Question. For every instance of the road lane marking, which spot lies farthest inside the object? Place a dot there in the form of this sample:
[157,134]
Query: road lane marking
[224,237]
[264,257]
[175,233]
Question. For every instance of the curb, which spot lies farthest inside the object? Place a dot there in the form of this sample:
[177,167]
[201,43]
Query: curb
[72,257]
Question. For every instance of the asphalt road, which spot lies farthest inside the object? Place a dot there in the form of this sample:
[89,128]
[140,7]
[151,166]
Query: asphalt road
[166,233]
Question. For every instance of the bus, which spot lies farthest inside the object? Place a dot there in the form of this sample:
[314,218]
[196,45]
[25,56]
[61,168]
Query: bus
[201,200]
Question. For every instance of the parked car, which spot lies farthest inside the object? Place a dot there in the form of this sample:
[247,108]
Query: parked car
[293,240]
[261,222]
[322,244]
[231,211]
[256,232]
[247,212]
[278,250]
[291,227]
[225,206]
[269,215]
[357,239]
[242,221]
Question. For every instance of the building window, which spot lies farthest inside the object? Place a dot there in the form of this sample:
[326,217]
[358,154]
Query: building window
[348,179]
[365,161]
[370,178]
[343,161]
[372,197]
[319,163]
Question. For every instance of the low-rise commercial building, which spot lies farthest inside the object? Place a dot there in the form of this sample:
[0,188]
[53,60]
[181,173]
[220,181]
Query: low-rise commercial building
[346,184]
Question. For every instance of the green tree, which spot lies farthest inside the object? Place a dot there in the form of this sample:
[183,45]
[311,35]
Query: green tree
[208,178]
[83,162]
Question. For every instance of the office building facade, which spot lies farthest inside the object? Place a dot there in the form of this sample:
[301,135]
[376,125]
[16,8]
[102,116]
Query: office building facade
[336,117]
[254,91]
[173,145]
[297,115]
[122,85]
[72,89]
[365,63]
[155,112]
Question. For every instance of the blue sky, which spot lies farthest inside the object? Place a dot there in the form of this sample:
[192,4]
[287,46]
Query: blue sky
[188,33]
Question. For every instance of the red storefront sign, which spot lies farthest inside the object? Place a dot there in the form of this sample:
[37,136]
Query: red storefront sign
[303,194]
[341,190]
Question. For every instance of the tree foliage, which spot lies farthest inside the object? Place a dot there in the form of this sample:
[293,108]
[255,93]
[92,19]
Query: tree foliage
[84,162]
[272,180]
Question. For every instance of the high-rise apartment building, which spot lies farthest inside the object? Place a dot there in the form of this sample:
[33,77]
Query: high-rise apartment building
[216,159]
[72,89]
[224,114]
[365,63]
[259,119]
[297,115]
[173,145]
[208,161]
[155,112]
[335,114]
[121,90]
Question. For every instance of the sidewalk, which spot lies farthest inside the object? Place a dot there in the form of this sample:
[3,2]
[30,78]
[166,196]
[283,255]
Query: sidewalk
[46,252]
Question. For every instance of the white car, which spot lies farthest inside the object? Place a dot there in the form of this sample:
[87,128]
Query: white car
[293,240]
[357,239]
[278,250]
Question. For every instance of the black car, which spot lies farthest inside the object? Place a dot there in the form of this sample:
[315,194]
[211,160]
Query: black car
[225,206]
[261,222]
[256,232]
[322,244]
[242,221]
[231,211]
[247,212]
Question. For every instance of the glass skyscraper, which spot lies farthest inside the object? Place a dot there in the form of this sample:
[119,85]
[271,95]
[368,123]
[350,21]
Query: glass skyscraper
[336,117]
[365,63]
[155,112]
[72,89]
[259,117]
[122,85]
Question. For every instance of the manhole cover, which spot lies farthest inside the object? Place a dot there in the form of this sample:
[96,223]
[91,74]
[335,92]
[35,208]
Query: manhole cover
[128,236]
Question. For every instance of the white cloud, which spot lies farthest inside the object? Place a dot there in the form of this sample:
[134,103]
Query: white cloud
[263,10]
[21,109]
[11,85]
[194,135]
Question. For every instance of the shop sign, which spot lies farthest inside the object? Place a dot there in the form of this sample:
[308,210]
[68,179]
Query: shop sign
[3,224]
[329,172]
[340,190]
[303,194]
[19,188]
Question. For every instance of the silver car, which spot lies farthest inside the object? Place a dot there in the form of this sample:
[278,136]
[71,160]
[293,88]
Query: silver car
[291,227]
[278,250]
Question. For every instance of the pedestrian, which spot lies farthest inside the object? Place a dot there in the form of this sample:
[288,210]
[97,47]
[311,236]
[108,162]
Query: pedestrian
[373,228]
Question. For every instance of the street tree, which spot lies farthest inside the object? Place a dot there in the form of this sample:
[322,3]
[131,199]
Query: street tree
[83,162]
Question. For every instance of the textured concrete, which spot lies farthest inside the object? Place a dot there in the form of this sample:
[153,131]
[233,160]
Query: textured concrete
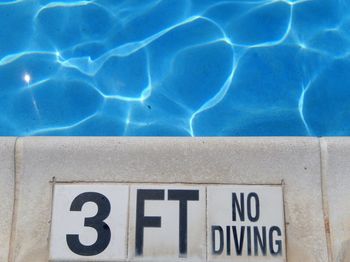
[336,174]
[292,161]
[7,172]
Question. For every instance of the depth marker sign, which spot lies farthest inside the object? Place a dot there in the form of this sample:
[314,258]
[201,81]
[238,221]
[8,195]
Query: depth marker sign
[121,222]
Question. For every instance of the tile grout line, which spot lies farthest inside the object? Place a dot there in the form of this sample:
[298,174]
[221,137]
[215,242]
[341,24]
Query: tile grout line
[324,190]
[11,255]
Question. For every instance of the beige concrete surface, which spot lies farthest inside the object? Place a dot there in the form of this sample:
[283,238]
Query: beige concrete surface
[292,161]
[7,172]
[336,174]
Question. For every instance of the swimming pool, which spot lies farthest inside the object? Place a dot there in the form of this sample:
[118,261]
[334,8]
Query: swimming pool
[175,67]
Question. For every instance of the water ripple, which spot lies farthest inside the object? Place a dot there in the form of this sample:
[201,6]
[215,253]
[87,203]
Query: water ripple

※ ※ ※

◆ **Instruction**:
Print each of the records above exactly as written, leaving no picture in the copy.

◆ **The completed task**:
Question. For every instance of the road lane marking, which spot lies farthest inside the object? Place a dot there in the form of this sample:
[157,134]
Query: road lane marking
[224,237]
[264,257]
[175,233]
Question. For every instance of the curb, which spot lies farthest inside the object? Place a dot there in the form of this sample:
[177,167]
[201,43]
Query: curb
[72,257]
Question. For every instance of the asphalt road, which spot lies farthest inside the object? Place a dot there in the form of this sample:
[89,128]
[140,7]
[151,166]
Query: asphalt road
[166,233]
Question. For every instance of the bus, which spot lies farthest inside the object? Place a dot there in the form of this sample:
[314,218]
[196,45]
[25,56]
[61,168]
Query: bus
[201,200]
Question. For every instance of the parked car, which spot lies farthest inside the object? Place a dot there in the form of this sample:
[247,108]
Query: parked car
[293,240]
[261,222]
[322,244]
[231,211]
[256,232]
[247,212]
[278,250]
[291,227]
[225,206]
[269,215]
[357,239]
[242,221]
Question. For every instance of the building window, which spot lies farthest inside the object? Place a dot there in the form of this sample:
[326,217]
[358,154]
Query: building window
[348,179]
[365,161]
[370,178]
[343,161]
[372,197]
[319,163]
Question. For every instance of the low-rise commercial building, which spot lies farthest inside the object? Place a dot there in the form of this sample:
[0,188]
[53,60]
[181,173]
[220,181]
Query: low-rise commercial building
[346,184]
Question. For every instance of the green tree, which spot lies farthest inside the object? Place a dot there in the form of this sample:
[183,45]
[311,35]
Query: green tree
[208,178]
[83,162]
Question. For every instance of the office building facade, which spot lies farthest inside the object? Place a dot there in the form of this sample:
[301,135]
[376,125]
[16,8]
[102,116]
Query: office building facade
[336,117]
[254,91]
[173,145]
[297,115]
[122,85]
[72,89]
[365,63]
[155,112]
Question. For every instance of the blue sky, which spot lies farthest inside the object? Place a dot there in the form of this sample:
[192,4]
[287,46]
Query: blue sky
[188,33]
Question. For every instance of the red storefront sign, which spot lies farthest inside the object? Place a dot there in the form of this sample:
[37,136]
Query: red storefront sign
[303,194]
[341,190]
Question. For every instance of the tree foliage, which spot lies farthest inside the object? Place a dot there in the form of this sample:
[293,108]
[255,93]
[92,19]
Query: tree foliage
[84,162]
[272,180]
Question. For every instance of the high-rise apartment building, which spot lies farthest inside the object? Place a dot there in the form of this sample:
[33,77]
Query: high-rise apartment building
[216,159]
[72,89]
[224,114]
[365,63]
[259,119]
[297,115]
[173,145]
[208,161]
[155,112]
[335,114]
[121,90]
Question. For every instance of the sidewalk, which spot lies farthest inside the object? Place a dot there in the form of this sample:
[3,2]
[30,78]
[166,196]
[283,255]
Query: sidewalk
[46,252]
Question. For every instance of the white car, which spot lies farthest inside the object? Place a dot there in the form of this sample:
[87,128]
Query: white car
[293,240]
[357,239]
[278,250]
Question. For every instance of the black car, which spot lies farthest inside the object? Place a dot there in the form of this sample:
[315,194]
[211,160]
Query: black car
[225,206]
[261,222]
[256,232]
[322,244]
[242,221]
[231,211]
[247,212]
Question. For every instance of the glass skyscraper, which spot lies farthest inside the object? Place a dot there in the form of this sample:
[119,85]
[271,95]
[368,123]
[350,21]
Query: glass skyscraper
[336,117]
[365,63]
[155,112]
[72,89]
[259,117]
[122,85]
Question. For every instance of the manhole cover, which spot lies farthest inside the object? Place a dot there in the form of this sample:
[96,223]
[91,74]
[335,92]
[35,208]
Query: manhole cover
[128,236]
Question. For every instance of the white cloud, which spot lies farthest inside the object? Place a dot there in the form of this sample:
[134,103]
Query: white cloud
[263,10]
[21,109]
[11,85]
[194,135]
Question. For every instance of the shop sign, which spot lies farthest inside the object? Place a dot there in the form of this sample:
[308,210]
[68,179]
Query: shop sign
[3,224]
[329,172]
[340,190]
[303,194]
[19,188]
Question. For every instance of the silver car, which spot lies farthest inside the object? Place a dot there in the form of this sample:
[278,136]
[71,160]
[293,88]
Query: silver car
[291,227]
[278,250]
Question. For every instance of the pedestrian, which spot lies farthest inside the object? Place a dot there in the form of this sample:
[288,210]
[97,47]
[311,236]
[108,162]
Query: pedestrian
[373,228]
Question. For every instance of the street tree, which spot lies farthest inside the object? Place a dot there in the form of this sample:
[322,3]
[131,199]
Query: street tree
[83,162]
Question. For every instance of the textured concrete, which spot lies farthest inside the object? Place a dot there in the form of this sample:
[153,131]
[233,160]
Query: textured concrete
[336,174]
[292,161]
[7,172]
Question. For every instance of the depth marker sign, which spot lies farthest inside the object? Place a dot there in the form of this sample:
[314,258]
[201,81]
[238,221]
[8,195]
Query: depth marker sign
[121,222]
Question. For every instance of the tile grout line, which spot lies farthest inside the object? Place a dot there in the form of this sample:
[298,174]
[221,137]
[215,242]
[341,24]
Query: tile grout line
[324,190]
[11,255]
Question. For every instance of the beige concrete surface, which spot lies farthest inside the object? Place a dot there in the form of this sample:
[283,238]
Query: beige concrete surface
[292,161]
[7,172]
[336,174]
Question. For every instance of the swimming pool, which spot lies farthest inside the object? Place a dot there in the form of this sample:
[118,261]
[334,8]
Query: swimming pool
[175,67]
Question. For every instance of the water ripple, which spot lies farthest inside the object? Place a dot there in the form of this sample:
[201,6]
[215,253]
[87,203]
Query: water ripple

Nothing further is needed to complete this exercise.